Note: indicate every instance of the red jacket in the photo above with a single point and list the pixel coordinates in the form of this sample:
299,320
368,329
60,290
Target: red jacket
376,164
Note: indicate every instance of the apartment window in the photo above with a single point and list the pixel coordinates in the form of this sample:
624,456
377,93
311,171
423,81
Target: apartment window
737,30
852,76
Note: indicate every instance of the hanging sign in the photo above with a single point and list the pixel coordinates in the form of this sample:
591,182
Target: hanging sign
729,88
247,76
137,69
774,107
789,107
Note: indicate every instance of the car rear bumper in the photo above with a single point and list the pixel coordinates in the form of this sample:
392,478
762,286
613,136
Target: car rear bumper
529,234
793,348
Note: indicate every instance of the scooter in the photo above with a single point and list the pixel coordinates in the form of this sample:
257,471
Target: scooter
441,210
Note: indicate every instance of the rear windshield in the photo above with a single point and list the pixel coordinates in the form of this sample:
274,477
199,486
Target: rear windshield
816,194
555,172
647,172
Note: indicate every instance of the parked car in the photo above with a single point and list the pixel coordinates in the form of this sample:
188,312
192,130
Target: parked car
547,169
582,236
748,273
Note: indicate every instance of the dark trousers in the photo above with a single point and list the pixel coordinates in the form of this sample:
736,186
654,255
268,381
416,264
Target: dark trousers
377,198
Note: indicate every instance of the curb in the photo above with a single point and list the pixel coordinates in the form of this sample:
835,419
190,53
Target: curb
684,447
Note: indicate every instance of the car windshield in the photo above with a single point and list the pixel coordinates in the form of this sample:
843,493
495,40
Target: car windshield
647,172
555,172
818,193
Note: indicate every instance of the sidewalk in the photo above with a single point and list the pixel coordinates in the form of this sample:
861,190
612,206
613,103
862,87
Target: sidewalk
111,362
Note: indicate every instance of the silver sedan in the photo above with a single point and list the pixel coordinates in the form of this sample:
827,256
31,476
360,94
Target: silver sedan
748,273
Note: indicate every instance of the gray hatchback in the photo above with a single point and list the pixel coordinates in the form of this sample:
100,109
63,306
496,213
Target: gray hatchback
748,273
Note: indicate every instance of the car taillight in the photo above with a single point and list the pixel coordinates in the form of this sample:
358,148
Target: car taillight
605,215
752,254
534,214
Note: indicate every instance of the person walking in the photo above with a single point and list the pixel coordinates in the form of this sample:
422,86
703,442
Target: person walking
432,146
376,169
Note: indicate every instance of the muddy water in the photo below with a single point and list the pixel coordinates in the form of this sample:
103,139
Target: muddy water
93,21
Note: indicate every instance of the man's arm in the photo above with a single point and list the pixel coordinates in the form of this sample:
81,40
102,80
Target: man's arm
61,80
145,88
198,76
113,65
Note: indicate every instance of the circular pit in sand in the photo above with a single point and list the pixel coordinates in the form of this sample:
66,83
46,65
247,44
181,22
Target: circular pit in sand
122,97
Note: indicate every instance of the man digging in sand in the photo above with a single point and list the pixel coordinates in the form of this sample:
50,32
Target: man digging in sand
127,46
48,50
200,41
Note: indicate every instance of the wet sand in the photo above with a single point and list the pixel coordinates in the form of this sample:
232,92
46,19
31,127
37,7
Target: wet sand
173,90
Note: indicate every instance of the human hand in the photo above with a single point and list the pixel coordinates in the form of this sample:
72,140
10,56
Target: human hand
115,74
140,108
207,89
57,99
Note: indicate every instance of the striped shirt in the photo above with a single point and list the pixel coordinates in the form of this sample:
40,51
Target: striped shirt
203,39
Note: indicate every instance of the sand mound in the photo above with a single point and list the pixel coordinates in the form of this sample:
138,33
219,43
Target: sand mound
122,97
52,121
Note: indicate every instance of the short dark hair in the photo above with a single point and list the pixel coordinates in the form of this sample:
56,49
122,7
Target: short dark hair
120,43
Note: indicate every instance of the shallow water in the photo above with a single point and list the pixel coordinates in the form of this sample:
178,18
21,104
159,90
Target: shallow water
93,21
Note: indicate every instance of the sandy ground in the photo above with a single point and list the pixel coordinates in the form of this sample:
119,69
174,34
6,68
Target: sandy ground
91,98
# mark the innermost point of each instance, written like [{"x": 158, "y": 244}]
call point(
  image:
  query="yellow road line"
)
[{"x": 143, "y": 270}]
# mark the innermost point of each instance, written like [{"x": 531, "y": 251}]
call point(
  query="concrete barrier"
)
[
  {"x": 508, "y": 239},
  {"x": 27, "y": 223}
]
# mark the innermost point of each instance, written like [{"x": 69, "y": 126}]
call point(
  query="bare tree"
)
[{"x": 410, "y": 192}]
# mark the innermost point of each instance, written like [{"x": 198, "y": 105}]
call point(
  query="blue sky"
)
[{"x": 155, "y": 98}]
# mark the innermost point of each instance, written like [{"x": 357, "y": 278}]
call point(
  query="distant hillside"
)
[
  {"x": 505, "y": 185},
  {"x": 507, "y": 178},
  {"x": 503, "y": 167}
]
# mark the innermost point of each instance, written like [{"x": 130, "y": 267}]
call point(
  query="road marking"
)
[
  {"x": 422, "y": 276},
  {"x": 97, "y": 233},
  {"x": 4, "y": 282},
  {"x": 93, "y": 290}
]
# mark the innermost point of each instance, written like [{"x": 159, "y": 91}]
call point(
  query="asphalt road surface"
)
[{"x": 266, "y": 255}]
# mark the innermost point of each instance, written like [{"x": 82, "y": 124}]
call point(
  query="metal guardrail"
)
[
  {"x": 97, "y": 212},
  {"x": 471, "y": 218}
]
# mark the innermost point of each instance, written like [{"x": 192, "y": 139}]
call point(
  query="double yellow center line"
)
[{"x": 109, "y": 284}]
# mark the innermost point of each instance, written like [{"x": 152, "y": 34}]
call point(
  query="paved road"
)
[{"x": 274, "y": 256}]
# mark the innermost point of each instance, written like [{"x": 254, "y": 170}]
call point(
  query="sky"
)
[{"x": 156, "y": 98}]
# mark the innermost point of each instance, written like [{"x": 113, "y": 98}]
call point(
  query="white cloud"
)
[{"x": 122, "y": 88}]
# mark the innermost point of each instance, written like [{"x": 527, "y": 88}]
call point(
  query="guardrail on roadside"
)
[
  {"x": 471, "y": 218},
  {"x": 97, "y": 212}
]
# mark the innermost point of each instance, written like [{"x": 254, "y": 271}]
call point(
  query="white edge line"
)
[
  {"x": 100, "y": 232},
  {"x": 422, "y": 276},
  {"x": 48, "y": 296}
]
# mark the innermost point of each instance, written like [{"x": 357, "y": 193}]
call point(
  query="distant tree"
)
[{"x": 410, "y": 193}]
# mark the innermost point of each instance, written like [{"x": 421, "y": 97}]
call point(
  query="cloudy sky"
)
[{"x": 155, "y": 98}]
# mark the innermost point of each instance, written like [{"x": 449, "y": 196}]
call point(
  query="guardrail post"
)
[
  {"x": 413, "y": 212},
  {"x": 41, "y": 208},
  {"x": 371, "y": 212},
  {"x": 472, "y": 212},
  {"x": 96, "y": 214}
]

++++++++

Extract all of the data shown above without alteration.

Note: indicate every instance of the red jacket in the photo above with a single point and list the pixel coordinates in the form of this sample:
299,320
368,329
60,290
Target: red jacket
376,164
Note: indicate every instance of the apartment window in the photo above with a single point and list the pixel coordinates in the form of this sample:
624,456
377,93
311,171
423,81
Target: apartment window
737,30
852,76
Note: indicate every instance of the hanging sign in the photo above with a single point and list the pixel coordinates in the form of this sample:
591,182
Target: hanging sign
729,88
247,76
137,69
774,107
789,107
Note: indicate every instance of the car rear bumper in the photo above with a single point and list the pixel coordinates in the form of this sample:
392,478
762,286
613,136
Target: car rear bumper
529,234
793,348
Note: indicate every instance of the scooter in the photo above with a single point and list the pixel coordinates in the form of this sample:
257,471
Target: scooter
441,210
Note: indicate every instance of the rear windshield in the photo above with a single point and list the pixel coordinates in the form of this sample:
274,477
199,486
Target: rear windshield
816,194
555,172
647,172
Note: indicate every instance of the parked car in the photo above with a single point and list the pixel coordinates in the form of this sample:
188,312
192,130
Target: parked car
547,169
582,236
748,273
Note: indicate every instance of the dark trousers in the photo above with a single point and list the pixel coordinates in the form of this sample:
736,186
654,255
268,381
416,264
Target: dark trousers
377,198
Note: indicate every instance of the curb in the photo above with a single point and list the pixel coordinates in the form of this sample:
835,419
190,53
Target: curb
684,447
Note: indicate every instance of the car windshield in the photo above with a single point and list the pixel coordinates in the form of this sample:
843,493
495,40
Target: car windshield
647,172
555,172
818,193
Note: indicate every instance of the sidewalk in the photo above with a single point and list the pixel coordinates in the form of this sample:
861,190
612,206
613,103
862,87
Target: sidewalk
111,362
Note: indicate every instance of the silver sedan in the photo above with a single point and list the pixel coordinates in the form of this sample:
827,256
31,476
360,94
Target: silver sedan
748,273
Note: indicate every instance of the gray hatchback in the photo above with a single point and list the pixel coordinates in the form of this sample:
100,109
63,306
496,213
Target: gray hatchback
748,273
Note: indicate every instance of the car taillight in the photo above with a single point and list the pixel coordinates in the form of this sample:
358,148
Target: car taillight
605,215
752,254
534,214
Note: indicate every instance of the person walking in the photo above with a single point and list the pixel coordinates in the form of this sample:
422,86
703,442
Target: person walking
432,146
376,169
Note: indicate every instance of the muddy water in the photo below with a single point and list the pixel coordinates in the form of this sample:
103,139
Target: muddy water
93,21
Note: indicate every instance of the man's arm in the photo above with a single point and list the pixel coordinates in the form of this sample:
81,40
102,80
Target: man's arm
61,80
145,88
198,76
113,65
Note: indicate every instance of the circular pit in sand in the photo above with a single point and list the pixel coordinates in the form of this sample:
66,83
46,65
247,44
181,22
Target: circular pit in sand
122,97
Note: indicate every instance of the man digging in sand in the photo above with a single point and list the pixel coordinates in the form of this sample:
50,32
Target: man digging in sand
127,46
48,50
200,41
Note: indicate every instance of the wet sand in the photo above with a single point and list the pixel coordinates in the form of this sample:
232,92
46,19
31,127
37,7
Target: wet sand
173,90
Note: indicate every instance of the human hand in the photo above with a single point and list the pixel coordinates in the form of this sample:
72,140
10,56
Target: human hand
115,74
140,108
207,89
57,99
Note: indicate every instance of the striped shirt in the photo above with a single point and list the pixel coordinates in the form of this sample:
40,51
Target: striped shirt
203,39
Note: indicate every instance of the sand mound in the photo above with a single point and list the pixel coordinates in the form of this sample:
138,33
219,43
Target: sand mound
122,97
52,121
Note: indicate every instance of the short dark hair in the photo above with a single point and list the pixel coordinates in the form of this sample:
56,49
122,7
Target: short dark hair
120,43
Note: indicate every instance of the shallow water in the photo above with a single point and list the pixel coordinates in the form of this sample:
178,18
21,104
159,90
Target: shallow water
93,21
Note: indicate every instance of the sandy ground in the photo above with a single point and list the pixel coordinates in the form of this sample:
119,69
174,34
6,68
Target: sandy ground
91,98
# mark the innermost point of each instance, written like [{"x": 158, "y": 244}]
call point(
  image:
  query="yellow road line"
)
[{"x": 143, "y": 270}]
# mark the innermost point of each instance, written like [{"x": 531, "y": 251}]
call point(
  query="concrete barrier"
)
[
  {"x": 508, "y": 239},
  {"x": 27, "y": 223}
]
# mark the innermost point of each instance, written like [{"x": 69, "y": 126}]
call point(
  query="bare tree"
)
[{"x": 410, "y": 192}]
# mark the innermost point of each instance, written like [{"x": 198, "y": 105}]
call point(
  query="blue sky"
)
[{"x": 155, "y": 98}]
# mark the innermost point of each instance, written like [{"x": 357, "y": 278}]
call point(
  query="distant hillside"
)
[
  {"x": 505, "y": 185},
  {"x": 507, "y": 178},
  {"x": 503, "y": 167}
]
# mark the innermost point of each instance, written like [{"x": 130, "y": 267}]
call point(
  query="road marking"
)
[
  {"x": 422, "y": 276},
  {"x": 97, "y": 233},
  {"x": 4, "y": 282},
  {"x": 93, "y": 290}
]
# mark the innermost point of each instance, written like [{"x": 159, "y": 91}]
call point(
  query="asphalt road surface"
)
[{"x": 266, "y": 255}]
# mark the innermost point of each instance, written like [{"x": 82, "y": 124}]
call point(
  query="metal guardrail"
)
[
  {"x": 97, "y": 212},
  {"x": 471, "y": 218}
]
# mark the innermost point of each instance, written like [{"x": 192, "y": 139}]
call point(
  query="double yellow center line"
)
[{"x": 109, "y": 284}]
# mark the innermost point of each instance, written like [{"x": 152, "y": 34}]
call point(
  query="paved road"
)
[{"x": 274, "y": 256}]
# mark the innermost point of each instance, written like [{"x": 254, "y": 170}]
call point(
  query="sky"
)
[{"x": 156, "y": 98}]
# mark the innermost point of each instance, written like [{"x": 113, "y": 98}]
call point(
  query="white cloud"
)
[{"x": 122, "y": 88}]
# mark the innermost point of each instance, written like [{"x": 527, "y": 88}]
call point(
  query="guardrail on roadside"
)
[
  {"x": 471, "y": 218},
  {"x": 97, "y": 212}
]
# mark the innermost point of each instance, written like [{"x": 254, "y": 271}]
call point(
  query="white edge line"
)
[
  {"x": 100, "y": 232},
  {"x": 422, "y": 276},
  {"x": 48, "y": 296}
]
# mark the innermost point of each instance, written like [{"x": 357, "y": 193}]
call point(
  query="distant tree"
)
[{"x": 410, "y": 193}]
# mark the innermost point of each instance, written like [{"x": 421, "y": 97}]
call point(
  query="cloudy sky"
)
[{"x": 155, "y": 98}]
# mark the innermost point of each instance, written like [{"x": 449, "y": 196}]
call point(
  query="guardrail post"
)
[
  {"x": 413, "y": 212},
  {"x": 41, "y": 208},
  {"x": 371, "y": 212},
  {"x": 472, "y": 212},
  {"x": 96, "y": 214}
]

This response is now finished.